_Exercise requirements_: Would you repeat each line below precisely as it stands?

*** Information provided ***

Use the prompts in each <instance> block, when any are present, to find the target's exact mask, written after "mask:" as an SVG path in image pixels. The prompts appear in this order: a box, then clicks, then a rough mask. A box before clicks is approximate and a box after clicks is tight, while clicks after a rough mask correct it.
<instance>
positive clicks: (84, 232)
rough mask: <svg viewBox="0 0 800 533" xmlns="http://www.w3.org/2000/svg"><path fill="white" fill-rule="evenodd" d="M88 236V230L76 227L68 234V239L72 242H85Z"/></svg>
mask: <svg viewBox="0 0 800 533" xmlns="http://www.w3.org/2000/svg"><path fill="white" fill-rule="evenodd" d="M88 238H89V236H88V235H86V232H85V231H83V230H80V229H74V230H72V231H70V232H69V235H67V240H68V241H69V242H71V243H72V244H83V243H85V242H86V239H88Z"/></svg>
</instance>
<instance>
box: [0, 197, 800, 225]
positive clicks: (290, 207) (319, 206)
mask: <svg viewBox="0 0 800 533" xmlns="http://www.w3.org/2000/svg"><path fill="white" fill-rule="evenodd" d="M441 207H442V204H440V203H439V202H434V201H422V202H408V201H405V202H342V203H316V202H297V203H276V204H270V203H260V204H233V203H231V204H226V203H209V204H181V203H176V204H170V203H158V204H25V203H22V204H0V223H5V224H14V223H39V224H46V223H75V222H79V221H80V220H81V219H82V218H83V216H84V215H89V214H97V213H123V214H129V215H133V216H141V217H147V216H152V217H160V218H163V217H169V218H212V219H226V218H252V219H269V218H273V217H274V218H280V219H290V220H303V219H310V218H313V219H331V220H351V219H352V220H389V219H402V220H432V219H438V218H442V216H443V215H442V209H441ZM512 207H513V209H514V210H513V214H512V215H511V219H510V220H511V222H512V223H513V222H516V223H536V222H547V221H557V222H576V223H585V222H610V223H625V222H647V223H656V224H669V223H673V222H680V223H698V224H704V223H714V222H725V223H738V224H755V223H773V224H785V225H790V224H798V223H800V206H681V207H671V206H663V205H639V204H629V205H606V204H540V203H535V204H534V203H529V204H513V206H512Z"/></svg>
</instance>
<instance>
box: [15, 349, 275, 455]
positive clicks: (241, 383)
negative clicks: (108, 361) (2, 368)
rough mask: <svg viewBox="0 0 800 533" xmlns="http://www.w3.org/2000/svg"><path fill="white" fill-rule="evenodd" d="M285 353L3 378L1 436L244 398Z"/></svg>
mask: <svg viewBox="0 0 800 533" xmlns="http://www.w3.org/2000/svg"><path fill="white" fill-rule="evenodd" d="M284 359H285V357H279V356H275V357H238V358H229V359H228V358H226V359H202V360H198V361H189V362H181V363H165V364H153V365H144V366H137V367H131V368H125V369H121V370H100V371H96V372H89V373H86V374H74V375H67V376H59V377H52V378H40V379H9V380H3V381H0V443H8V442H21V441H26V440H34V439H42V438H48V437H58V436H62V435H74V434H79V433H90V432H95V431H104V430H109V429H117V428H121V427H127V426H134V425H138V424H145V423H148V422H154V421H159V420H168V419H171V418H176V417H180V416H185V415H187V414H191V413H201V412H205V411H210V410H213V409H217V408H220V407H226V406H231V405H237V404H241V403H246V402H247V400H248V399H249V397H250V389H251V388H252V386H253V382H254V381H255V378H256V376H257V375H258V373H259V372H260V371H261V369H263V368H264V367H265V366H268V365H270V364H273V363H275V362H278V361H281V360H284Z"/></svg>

*** End of Information provided ***

_Task result_:
Use the prompts in each <instance> block, when any are present, to find the target's exact mask, written after "mask:" as an SVG path in image pixels. The prompts appear in this order: a box, then clicks, then a rough mask. A box before clicks is approximate and a box after clicks is tight, while clicks after a rough mask correct it.
<instance>
positive clicks: (84, 232)
rough mask: <svg viewBox="0 0 800 533" xmlns="http://www.w3.org/2000/svg"><path fill="white" fill-rule="evenodd" d="M88 236V230L76 227L68 234V239L72 242H85Z"/></svg>
mask: <svg viewBox="0 0 800 533" xmlns="http://www.w3.org/2000/svg"><path fill="white" fill-rule="evenodd" d="M88 238H89V236H88V235H86V232H85V231H83V230H80V229H74V230H72V231H70V232H69V235H67V240H68V241H69V242H71V243H72V244H83V243H85V242H86V239H88Z"/></svg>
</instance>
<instance>
box: [0, 197, 800, 225]
positive clicks: (290, 207) (319, 206)
mask: <svg viewBox="0 0 800 533" xmlns="http://www.w3.org/2000/svg"><path fill="white" fill-rule="evenodd" d="M441 207H442V204H440V203H439V202H434V201H422V202H408V201H405V202H342V203H316V202H297V203H276V204H270V203H260V204H233V203H231V204H226V203H209V204H181V203H176V204H170V203H158V204H25V203H22V204H0V223H5V224H14V223H39V224H46V223H75V222H79V221H80V220H81V219H82V218H83V216H84V215H89V214H97V213H123V214H129V215H133V216H141V217H147V216H152V217H160V218H163V217H169V218H212V219H226V218H252V219H269V218H273V217H274V218H280V219H290V220H303V219H310V218H313V219H331V220H351V219H352V220H389V219H402V220H432V219H438V218H442V216H443V215H442V209H441ZM512 207H513V209H514V210H513V214H512V215H511V219H510V220H511V222H512V223H513V222H516V223H536V222H547V221H557V222H576V223H585V222H610V223H625V222H647V223H656V224H669V223H673V222H680V223H698V224H704V223H714V222H725V223H738V224H755V223H773V224H785V225H790V224H798V223H800V206H681V207H671V206H663V205H639V204H629V205H606V204H540V203H535V204H534V203H529V204H513V206H512Z"/></svg>
</instance>
<instance>
box: [15, 349, 275, 455]
positive clicks: (241, 383)
negative clicks: (108, 361) (2, 368)
rough mask: <svg viewBox="0 0 800 533" xmlns="http://www.w3.org/2000/svg"><path fill="white" fill-rule="evenodd" d="M285 353L3 378L1 436L244 398Z"/></svg>
mask: <svg viewBox="0 0 800 533" xmlns="http://www.w3.org/2000/svg"><path fill="white" fill-rule="evenodd" d="M284 359H285V357H279V356H275V357H238V358H229V359H228V358H226V359H202V360H198V361H189V362H181V363H165V364H153V365H144V366H137V367H131V368H125V369H121V370H100V371H96V372H89V373H86V374H74V375H67V376H59V377H52V378H40V379H9V380H3V381H0V443H8V442H21V441H26V440H34V439H42V438H48V437H58V436H62V435H74V434H79V433H90V432H95V431H104V430H109V429H117V428H121V427H127V426H134V425H138V424H145V423H148V422H154V421H159V420H168V419H171V418H176V417H180V416H185V415H187V414H191V413H201V412H205V411H210V410H213V409H217V408H220V407H226V406H231V405H237V404H241V403H246V402H247V400H248V399H249V397H250V389H251V388H252V386H253V382H254V381H255V378H256V376H257V375H258V373H259V372H260V371H261V369H263V368H264V367H265V366H268V365H270V364H273V363H275V362H278V361H281V360H284Z"/></svg>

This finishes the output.